*TASK INPUT*.

»»

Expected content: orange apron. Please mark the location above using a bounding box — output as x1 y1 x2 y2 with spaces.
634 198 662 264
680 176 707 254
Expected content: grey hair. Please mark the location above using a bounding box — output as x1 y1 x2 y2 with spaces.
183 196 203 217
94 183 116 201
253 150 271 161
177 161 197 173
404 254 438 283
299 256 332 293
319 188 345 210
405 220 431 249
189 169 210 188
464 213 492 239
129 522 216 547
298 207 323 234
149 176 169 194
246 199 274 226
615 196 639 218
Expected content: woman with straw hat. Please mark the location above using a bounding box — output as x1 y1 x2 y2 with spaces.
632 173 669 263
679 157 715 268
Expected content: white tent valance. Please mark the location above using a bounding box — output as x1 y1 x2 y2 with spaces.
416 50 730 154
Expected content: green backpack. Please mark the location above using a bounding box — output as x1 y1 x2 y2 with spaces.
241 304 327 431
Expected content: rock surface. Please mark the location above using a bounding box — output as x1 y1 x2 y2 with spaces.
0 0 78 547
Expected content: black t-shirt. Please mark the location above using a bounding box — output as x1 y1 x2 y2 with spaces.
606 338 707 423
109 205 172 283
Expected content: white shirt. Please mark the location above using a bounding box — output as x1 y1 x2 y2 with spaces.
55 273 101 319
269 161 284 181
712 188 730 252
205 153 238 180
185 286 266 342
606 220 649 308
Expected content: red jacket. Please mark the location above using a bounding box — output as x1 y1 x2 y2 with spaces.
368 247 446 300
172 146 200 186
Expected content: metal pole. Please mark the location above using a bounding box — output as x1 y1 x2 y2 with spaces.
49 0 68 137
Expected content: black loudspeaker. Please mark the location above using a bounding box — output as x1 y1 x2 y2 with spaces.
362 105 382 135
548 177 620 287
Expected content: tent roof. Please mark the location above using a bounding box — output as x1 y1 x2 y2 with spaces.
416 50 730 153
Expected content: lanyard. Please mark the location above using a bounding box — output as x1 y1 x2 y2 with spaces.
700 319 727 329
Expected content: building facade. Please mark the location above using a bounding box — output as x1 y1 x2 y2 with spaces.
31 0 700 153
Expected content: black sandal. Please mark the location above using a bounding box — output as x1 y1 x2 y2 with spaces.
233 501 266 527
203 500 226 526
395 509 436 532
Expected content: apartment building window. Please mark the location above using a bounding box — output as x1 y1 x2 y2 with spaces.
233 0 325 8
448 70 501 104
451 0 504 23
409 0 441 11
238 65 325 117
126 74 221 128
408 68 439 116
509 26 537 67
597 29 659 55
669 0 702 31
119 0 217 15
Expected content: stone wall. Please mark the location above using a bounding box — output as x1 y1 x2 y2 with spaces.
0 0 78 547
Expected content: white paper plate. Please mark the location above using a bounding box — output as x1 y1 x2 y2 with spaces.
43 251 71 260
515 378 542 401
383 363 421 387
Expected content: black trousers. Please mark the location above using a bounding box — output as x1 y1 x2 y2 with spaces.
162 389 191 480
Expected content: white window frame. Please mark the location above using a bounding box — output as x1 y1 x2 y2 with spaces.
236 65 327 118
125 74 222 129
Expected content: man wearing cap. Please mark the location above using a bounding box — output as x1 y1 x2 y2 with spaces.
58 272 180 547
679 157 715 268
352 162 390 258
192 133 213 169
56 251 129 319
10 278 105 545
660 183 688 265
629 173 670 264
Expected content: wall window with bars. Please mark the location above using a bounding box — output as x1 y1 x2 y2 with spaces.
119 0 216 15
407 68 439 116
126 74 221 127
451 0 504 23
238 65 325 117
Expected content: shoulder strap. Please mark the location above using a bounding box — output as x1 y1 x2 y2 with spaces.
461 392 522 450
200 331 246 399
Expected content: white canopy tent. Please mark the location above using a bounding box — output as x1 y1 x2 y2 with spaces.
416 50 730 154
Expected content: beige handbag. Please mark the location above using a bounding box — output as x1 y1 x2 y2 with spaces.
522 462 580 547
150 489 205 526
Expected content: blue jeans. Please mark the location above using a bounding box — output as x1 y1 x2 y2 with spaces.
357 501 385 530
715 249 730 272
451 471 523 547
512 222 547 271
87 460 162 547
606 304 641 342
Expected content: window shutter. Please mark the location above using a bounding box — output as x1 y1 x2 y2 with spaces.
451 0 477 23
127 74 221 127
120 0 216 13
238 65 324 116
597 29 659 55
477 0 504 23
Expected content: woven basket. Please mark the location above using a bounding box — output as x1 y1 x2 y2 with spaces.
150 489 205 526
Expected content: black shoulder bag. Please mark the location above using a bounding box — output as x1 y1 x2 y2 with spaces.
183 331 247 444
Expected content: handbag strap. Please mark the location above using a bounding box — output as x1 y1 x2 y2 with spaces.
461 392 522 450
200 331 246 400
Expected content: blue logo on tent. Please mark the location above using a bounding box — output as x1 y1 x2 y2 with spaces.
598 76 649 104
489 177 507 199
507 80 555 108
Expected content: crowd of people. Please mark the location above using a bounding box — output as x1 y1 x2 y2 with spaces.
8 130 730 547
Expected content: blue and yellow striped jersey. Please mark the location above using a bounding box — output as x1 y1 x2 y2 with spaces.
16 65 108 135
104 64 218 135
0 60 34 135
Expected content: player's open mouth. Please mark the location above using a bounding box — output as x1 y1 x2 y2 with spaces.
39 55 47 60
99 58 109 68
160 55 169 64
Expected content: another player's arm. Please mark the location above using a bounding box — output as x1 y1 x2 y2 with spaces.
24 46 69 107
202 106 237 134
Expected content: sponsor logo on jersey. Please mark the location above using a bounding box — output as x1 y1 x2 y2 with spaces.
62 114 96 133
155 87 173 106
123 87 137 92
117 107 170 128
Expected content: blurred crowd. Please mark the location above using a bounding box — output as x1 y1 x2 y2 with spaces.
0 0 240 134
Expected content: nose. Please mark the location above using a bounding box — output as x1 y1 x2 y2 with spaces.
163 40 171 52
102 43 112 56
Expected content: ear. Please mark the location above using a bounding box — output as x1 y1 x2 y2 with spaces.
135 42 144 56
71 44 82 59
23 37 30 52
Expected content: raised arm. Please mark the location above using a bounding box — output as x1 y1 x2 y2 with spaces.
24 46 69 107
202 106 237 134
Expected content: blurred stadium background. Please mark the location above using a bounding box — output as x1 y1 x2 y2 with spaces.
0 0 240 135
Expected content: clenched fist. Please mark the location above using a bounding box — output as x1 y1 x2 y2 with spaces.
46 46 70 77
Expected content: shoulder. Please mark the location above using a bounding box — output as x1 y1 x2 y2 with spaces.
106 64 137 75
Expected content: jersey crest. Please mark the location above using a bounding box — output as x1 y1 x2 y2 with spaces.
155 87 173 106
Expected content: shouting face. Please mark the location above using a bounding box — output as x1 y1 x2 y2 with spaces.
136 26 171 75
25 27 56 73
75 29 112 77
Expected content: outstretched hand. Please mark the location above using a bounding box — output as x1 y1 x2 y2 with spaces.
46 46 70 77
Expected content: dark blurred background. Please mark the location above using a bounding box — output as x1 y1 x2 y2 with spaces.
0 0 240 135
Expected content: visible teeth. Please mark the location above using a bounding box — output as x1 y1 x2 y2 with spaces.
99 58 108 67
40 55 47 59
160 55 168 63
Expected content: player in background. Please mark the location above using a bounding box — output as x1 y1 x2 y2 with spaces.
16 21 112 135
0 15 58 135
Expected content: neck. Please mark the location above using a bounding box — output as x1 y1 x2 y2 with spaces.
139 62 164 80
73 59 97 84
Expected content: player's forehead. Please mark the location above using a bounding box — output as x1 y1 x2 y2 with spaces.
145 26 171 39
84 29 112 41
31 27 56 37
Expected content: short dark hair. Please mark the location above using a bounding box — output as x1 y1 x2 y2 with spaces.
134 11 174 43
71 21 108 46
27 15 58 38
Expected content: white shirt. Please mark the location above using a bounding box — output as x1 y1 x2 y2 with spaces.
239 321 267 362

««

*DIRECTIONS*. Turn the data from the line with "Expected content: shouting" up to and including the line with "73 59 97 84" into a numbered list, one line per item, and leave out any blank lines.

*SOLUTION FOR THIS TASK*.
1. Expected content: shouting face. Please mark the location above using a bounding box — output as x1 y1 x2 y2 with spaces.
2. 136 26 171 75
3. 25 27 56 73
4. 75 29 112 77
5. Expected content: outstretched hand. Please mark the location above using a bounding box — output as x1 y1 x2 y2 with spaces.
6. 46 46 70 77
7. Expected content: dark blurred background. Please mark the location above using a bounding box — output as x1 y1 x2 y2 with spaces.
8. 0 0 240 135
9. Expected content: visible teeth. Please mark the location above using a bounding box — output as x1 y1 x2 y2 with spaces.
10. 99 58 108 67
11. 40 55 47 59
12. 160 55 168 63
13. Expected content: player in background. Please mark the location above using a bounding box — output as x1 y1 x2 y2 with spaces.
14. 16 21 112 135
15. 0 15 58 135
16. Expected content: neck. Please mark the location above using a bounding box — output as x1 y1 x2 y2 with spaces.
17. 139 62 164 80
18. 73 59 97 84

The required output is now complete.